Only problem I can see with this is Uber can't do math. 15 miles away would some how only be 9 miles and 9 miles would be 2 miles.


----------



## CrazyT (Jul 2, 2016)

Since Uber is playing with opting in for up front fares in some markets, where you pay a flat rate to Uber and they don't take a cut, then why don't they just cap it and say ok we'll take our cut but only up to $150. After that drivers keep 100% after the booking fee. I'd like that, but they wouldn't. 

Of course paying them up front before you drive, oh heck no. They can take their cut capped off in this situation.


----------



## poopyhead (Jul 8, 2016)

Fishchris said:


> Here's the way I see it...
> If Uber would only send me long distance requests which were for nice long rides and / or good surge amounts, I'd do longer PU's, but I have come to a point where if the PU is longer than 10 minutes, and has no surge, I wont take it. If it has a decent surge.. like 1.8 or better, I might go 12 or 14 minutes. For me to take one more than 20 minutes, it would have to be a surge of like 3.5 or higher, and I have NEVER had that happen....
> 
> But the requests that really get me, are when I'm in the middle of a nice fat surge, of like 3.0 or better, and then get a request for like 20 minutes, with zero surge ! Come on Uber ! Do they think i'm freaking [email protected] ?!?!
> ...


It hurts them because I get kicked off for 2 minutes for not accepting long distance requests. someone else takes them i guess. takes more available drivers off the road with no pax


----------



## Wardell Curry (Jul 9, 2016)

If you take a taxi out to no mans land you get charged for the miles the taxi has to travel to get back to the area he is in. That's why people rarely take long trips with cabs unless its to the airport which is 50 dollars flat to jfk. Uber could do something like that. Especially trips that take you to some forest in south jersey 50 miles from nyc which is where the mobey is.


----------



## Grahamcracker (Nov 2, 2016)

I get those requests often. I defeat that by accepting the request, calling the rider before I start moving or in route and making sure the rider needs a ride equal to or greater than the time it takes to pick them up. If not, I cancel. I don't drive for those perks Uber gives often, they defeat the purpose of being your own boss in my opinion .


----------



## Dutch-Ub (Mar 1, 2016)

They should make the minimum fare 25 bucks for those long distance pickups.

▶ _Direction A_:
Please say how many lines in the listing below contain the string "point", with case counting. Give only the number.

▶ _Provided records_:
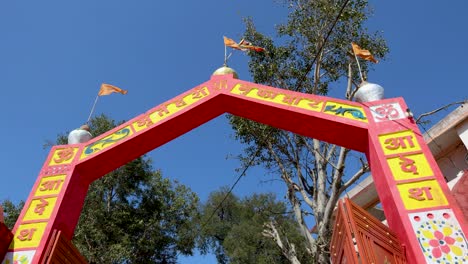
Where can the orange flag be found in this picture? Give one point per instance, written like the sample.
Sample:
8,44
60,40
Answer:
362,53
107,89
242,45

* * *

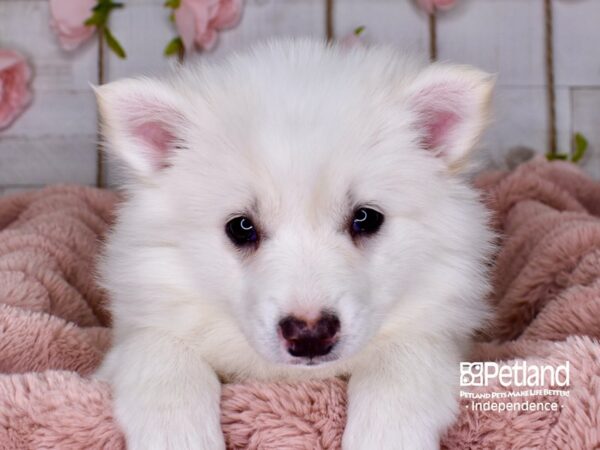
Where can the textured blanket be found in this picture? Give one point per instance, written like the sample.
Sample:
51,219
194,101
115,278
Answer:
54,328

==

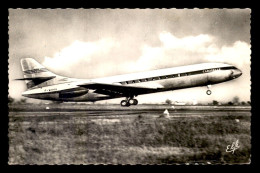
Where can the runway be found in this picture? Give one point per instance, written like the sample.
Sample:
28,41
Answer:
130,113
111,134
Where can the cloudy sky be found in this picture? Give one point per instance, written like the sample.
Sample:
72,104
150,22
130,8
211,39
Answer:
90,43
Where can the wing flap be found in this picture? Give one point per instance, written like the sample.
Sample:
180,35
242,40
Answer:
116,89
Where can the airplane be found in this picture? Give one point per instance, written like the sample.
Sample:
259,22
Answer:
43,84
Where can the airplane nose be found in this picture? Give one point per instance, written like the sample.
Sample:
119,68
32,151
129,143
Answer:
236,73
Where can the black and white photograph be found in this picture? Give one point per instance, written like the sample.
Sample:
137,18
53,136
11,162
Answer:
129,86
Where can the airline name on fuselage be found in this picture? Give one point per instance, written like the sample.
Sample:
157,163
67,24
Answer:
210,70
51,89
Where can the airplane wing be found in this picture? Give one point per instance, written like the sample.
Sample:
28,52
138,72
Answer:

▶ _Direction B_:
In the thread about long-distance Uber pickups, what minimum fare does Dutch-Ub propose for those pickups?

▶ _Full answer A_:
10

▶ _Full answer B_:
25 bucks.